>> BEGIN

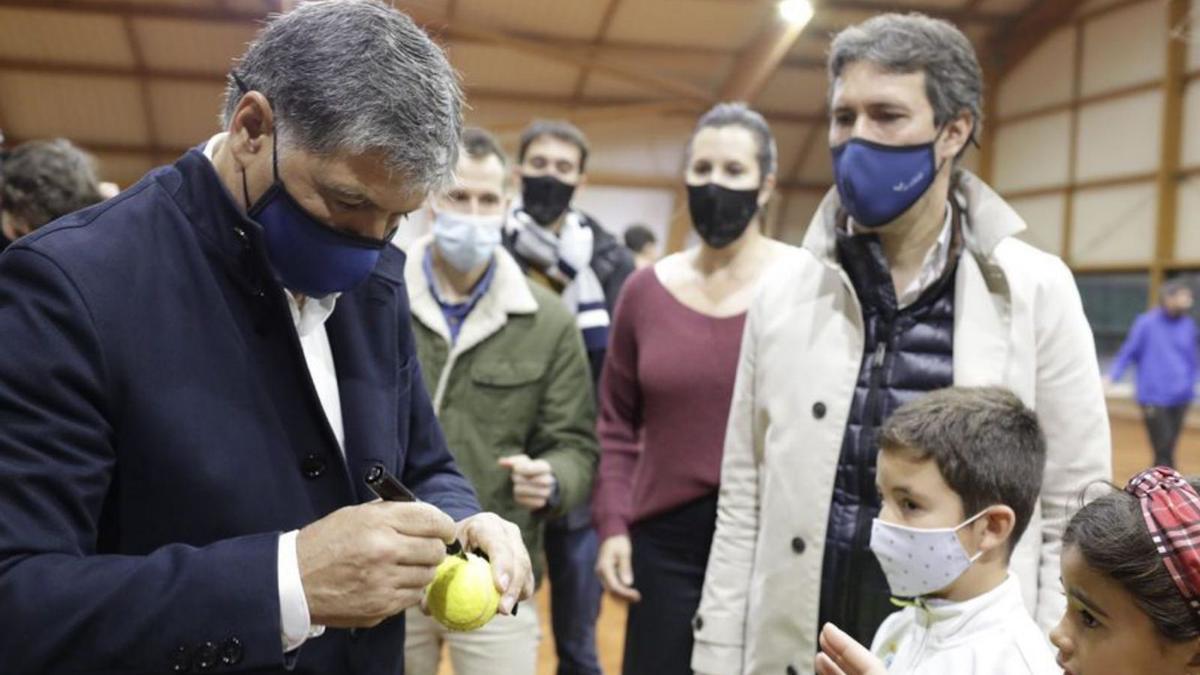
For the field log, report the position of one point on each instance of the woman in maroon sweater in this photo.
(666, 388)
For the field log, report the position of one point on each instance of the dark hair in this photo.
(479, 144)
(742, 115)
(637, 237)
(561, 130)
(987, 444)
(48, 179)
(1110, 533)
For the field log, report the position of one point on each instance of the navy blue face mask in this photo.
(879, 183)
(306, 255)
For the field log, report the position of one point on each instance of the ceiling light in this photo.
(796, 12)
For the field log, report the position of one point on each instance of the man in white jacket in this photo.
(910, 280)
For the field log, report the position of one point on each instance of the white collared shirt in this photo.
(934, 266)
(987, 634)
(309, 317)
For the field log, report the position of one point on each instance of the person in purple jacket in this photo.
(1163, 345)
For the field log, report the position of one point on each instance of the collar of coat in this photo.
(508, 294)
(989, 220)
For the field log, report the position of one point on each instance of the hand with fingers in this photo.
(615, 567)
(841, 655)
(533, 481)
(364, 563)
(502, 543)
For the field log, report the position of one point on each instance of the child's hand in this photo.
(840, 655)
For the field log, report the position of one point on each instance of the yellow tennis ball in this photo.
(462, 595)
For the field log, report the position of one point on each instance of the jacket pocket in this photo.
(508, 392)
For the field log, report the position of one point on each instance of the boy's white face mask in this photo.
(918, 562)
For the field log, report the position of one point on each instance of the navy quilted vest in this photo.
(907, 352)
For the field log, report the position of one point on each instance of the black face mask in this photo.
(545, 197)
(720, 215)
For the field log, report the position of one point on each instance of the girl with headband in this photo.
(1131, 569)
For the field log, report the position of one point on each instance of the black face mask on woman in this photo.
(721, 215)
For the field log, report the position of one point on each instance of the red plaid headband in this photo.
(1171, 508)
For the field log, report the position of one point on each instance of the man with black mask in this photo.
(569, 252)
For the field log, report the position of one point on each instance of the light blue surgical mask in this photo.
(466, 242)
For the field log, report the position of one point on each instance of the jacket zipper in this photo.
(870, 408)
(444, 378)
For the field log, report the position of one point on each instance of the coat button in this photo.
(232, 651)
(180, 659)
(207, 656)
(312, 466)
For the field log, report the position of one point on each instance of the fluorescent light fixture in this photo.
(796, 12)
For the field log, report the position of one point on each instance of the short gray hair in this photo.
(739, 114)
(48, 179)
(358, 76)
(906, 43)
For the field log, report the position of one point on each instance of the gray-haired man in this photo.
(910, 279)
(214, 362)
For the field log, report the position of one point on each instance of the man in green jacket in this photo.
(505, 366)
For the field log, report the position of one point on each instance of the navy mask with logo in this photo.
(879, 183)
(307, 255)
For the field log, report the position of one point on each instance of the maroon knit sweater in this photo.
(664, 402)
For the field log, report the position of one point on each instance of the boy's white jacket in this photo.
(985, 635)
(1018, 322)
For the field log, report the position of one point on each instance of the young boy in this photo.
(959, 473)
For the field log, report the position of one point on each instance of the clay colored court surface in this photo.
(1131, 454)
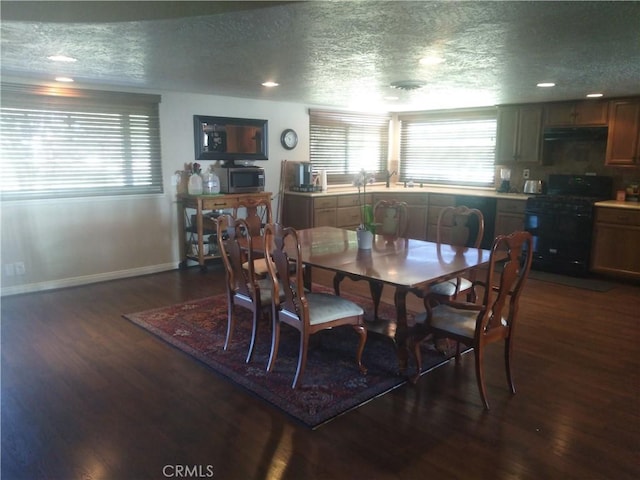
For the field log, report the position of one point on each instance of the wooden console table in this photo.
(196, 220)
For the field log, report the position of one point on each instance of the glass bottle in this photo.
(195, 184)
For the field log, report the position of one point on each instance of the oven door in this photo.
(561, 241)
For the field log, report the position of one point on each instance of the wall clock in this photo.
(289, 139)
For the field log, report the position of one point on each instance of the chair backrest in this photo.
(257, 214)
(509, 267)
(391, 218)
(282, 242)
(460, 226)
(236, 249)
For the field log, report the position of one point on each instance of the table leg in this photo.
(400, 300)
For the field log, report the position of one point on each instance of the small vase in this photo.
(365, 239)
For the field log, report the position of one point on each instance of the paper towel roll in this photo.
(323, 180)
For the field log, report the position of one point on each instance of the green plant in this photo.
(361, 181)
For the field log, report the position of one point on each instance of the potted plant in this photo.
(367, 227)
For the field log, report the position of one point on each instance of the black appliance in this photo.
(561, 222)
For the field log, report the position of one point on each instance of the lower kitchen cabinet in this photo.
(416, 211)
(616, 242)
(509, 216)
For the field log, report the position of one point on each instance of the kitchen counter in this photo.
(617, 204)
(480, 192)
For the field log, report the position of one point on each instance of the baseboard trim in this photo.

>> END

To do: Lay out the whole listing above as a numbered list, one line per item, with blank lines dropped and the pictures left out.

Result of this exercise:
1. For the field log, report the position of one point on each instance of the woman in maroon sweater in this photo.
2. (666, 388)
3. For the field log, report the position of one point on each instance of the dark hair in this photo.
4. (479, 144)
5. (742, 115)
6. (637, 237)
7. (561, 130)
8. (987, 444)
9. (48, 179)
10. (1110, 533)
11. For the field log, report the position of one point on each instance of the navy blue face mask in this photo.
12. (879, 183)
13. (306, 255)
14. For the field log, report the position of one point on each instance of the ceiling light in this photo.
15. (796, 12)
16. For the field log, report the position of one point on each instance of the man in white jacket in this photo.
17. (910, 280)
18. For the field log, report the position of one point on each instance of the white collared shirt in this photo.
19. (934, 266)
20. (987, 634)
21. (309, 317)
22. For the field log, report the position of one point on each instance of the person in purple jacket in this photo.
23. (1163, 345)
24. For the field log, report the position of one point on each instance of the collar of coat in this photo.
25. (508, 294)
26. (989, 220)
27. For the field log, report the position of one point on each instance of the hand with fingers in this photo.
28. (615, 567)
29. (841, 655)
30. (533, 481)
31. (364, 563)
32. (502, 543)
33. For the field log, report the position of one point on each instance of the child's hand in this photo.
34. (840, 655)
35. For the field log, report the position of one point on each instance of the yellow tennis ball in this photo.
36. (462, 595)
37. For the field log, report the position of one point on each instance of the jacket pocket in this photo.
38. (508, 392)
39. For the field log, report the position of one point on each instance of the boy's white face mask in this photo.
40. (918, 562)
41. For the field log, report the position of one point on each instance of the navy quilted vest in this photo.
42. (907, 352)
43. For the field log, report the position of one point on each instance of the black face mask in this photo.
44. (545, 197)
45. (720, 215)
46. For the field log, report the position of one point on each instance of the girl with headband in this photo.
47. (1131, 569)
48. For the field log, report the position of one point on each instance of the black face mask on woman in this photo.
49. (721, 215)
50. For the field log, report the position of one point on each instance of the red plaid headband in this photo.
51. (1171, 508)
52. For the field log, report the position of one point on each instance of the man with black mask in this photo.
53. (569, 252)
54. For the field log, report the position of one point on each instance of the light blue surgical mask in this photo.
55. (466, 242)
56. For the field log, report the position of one point on each instance of the jacket zipper in this photo.
57. (870, 408)
58. (444, 378)
59. For the field log, report the position of one point on each instance of the coat button in this photo.
60. (232, 651)
61. (180, 659)
62. (207, 656)
63. (312, 466)
64. For the field log, report the position of one point on each instance of the fluorescent light fixture in this photo.
65. (796, 12)
66. For the field log, report the position of one point on each instance of the short gray hair in this photo.
67. (739, 114)
68. (48, 179)
69. (358, 76)
70. (906, 43)
71. For the field log, report the position of one point on each instance of the gray-haired man in this photo.
72. (910, 279)
73. (214, 362)
74. For the field log, report the position of one point on each instance of the man in green jacket in this photo.
75. (505, 366)
76. For the field log, report the position of one point on each instance of the navy mask with logo in this photo.
77. (879, 183)
78. (307, 255)
79. For the field log, report the position of one point on each instance of the maroon knit sweater in this photo.
80. (664, 402)
81. For the field log, report the position of one point on each instance of the boy's white jacket in this photo.
82. (985, 635)
83. (1018, 322)
84. For the field log, report the position of one point on each instance of the young boy in this photo.
85. (959, 473)
86. For the field log, report the position of one point on each instance of the clay colored court surface in this photo.
87. (1131, 454)
88. For the field log, report the position of one point on each instance of the wooden console table in this photo.
89. (196, 220)
90. For the field log, report the position of one point on each instance of the glass bottle in this photo.
91. (195, 184)
92. For the field log, report the position of one point on each instance of the oven door in this photo.
93. (561, 241)
94. For the field log, report the position of one point on each instance of the wall clock in this photo.
95. (289, 139)
96. For the field log, report the position of one point on each instance of the chair backrest in this photo.
97. (257, 214)
98. (509, 267)
99. (391, 218)
100. (282, 242)
101. (460, 226)
102. (236, 249)
103. For the field log, report the position of one point on each instance of the table leg in this photo.
104. (400, 300)
105. For the field log, report the position of one point on each instance of the small vase in this photo.
106. (365, 239)
107. For the field log, report the position of one point on each instance of the paper towel roll in this photo.
108. (323, 180)
109. For the field log, report the position of one point on each instance of the green plant in this photo.
110. (361, 181)
111. For the field log, report the position of one point on each instance of the potted plant in this photo.
112. (367, 227)
113. For the field log, report the position of one point on each instance of the black appliance in this photo.
114. (561, 222)
115. For the field log, report the position of one point on each instance of the lower kitchen cabinet in this photo.
116. (416, 211)
117. (616, 242)
118. (509, 216)
119. For the field log, report the position of one point on each instance of the kitchen counter in this photo.
120. (617, 204)
121. (480, 192)
122. For the field log, report the position of one point on each instance of the baseboard trim in this photo.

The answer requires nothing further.